━━ Auszug ━━

# Apache POI Excel Sheet auslesen



## vodn7v (14. Sep 2010)

Hi,
ich habe mir eine Klasse zum Auslesen eines Excelsheets geschrieben. Das funktioniert auch schon soweit.
Nun habe ich noch einige Dinge, bei denen ich nicht weiß, wie ich sie lösen soll.

1. Meine Daten, die ich auslesen möchte fangen nicht in der ersten Zeile, sondern in der 8ten an. Wie kann ich die Zeilenanzahl angeben ab der erst ausgelesen wird? Gibt es dafuer schon eine funktion in der ich einfach den Wert setzen muss?

2. Kann ich irgednwo das auszulesende sheet angeben? z.b. den sheetnamen der ausgelesen werden soll?

Danke!!


----------



## Der Müde Joe (14. Sep 2010)

>Kann ich irgednwo das auszulesende sheet angeben?

HSSFWorkbook (POI API Documentation)

>nicht in der ersten Zeile, sondern in der 8ten an.

HSSFSheet (POI API Documentation)


----------



## SlaterB (14. Sep 2010)

wenn du nicht weißt, wie man ein Sheet/ eine Row auswählt, wie liest du dann überhaupt bisher Daten ein?!
das wäre ja mal interessant


----------



## vodn7v (14. Sep 2010)

derzeit mache ich das mit dieser klasse:

Class HSSFRequest

HSSFRequest (POI API Documentation)

oder ist das schon der Falsche anfang? Er gibt mir den kompletten inhalts des sheets zurück.

und damit starte ich den leseprozess :HSSFEventFactory (POI API Documentation)

━━━
━━ Vorliegendes Material ━━

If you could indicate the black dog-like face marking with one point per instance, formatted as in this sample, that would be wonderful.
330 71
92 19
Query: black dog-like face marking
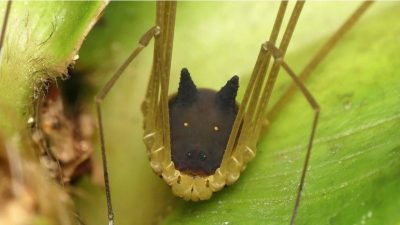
200 122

━━━

Zu lösende Aufgabe - Gib den Abschnitt aus dem Forumsthread zum Auslesen von Excel-Sheets mit Apache POI wörtlich wieder, beginnend bei „HSSFWorkbook (POI API“ und endend bei „bisher Daten ein?!“.

Schriftliche Antwort -
HSSFWorkbook (POI API Documentation)

>nicht in der ersten Zeile, sondern in der 8ten an.

HSSFSheet (POI API Documentation)


----------



## SlaterB (14. Sep 2010)

wenn du nicht weißt, wie man ein Sheet/ eine Row auswählt, wie liest du dann überhaupt bisher Daten ein?!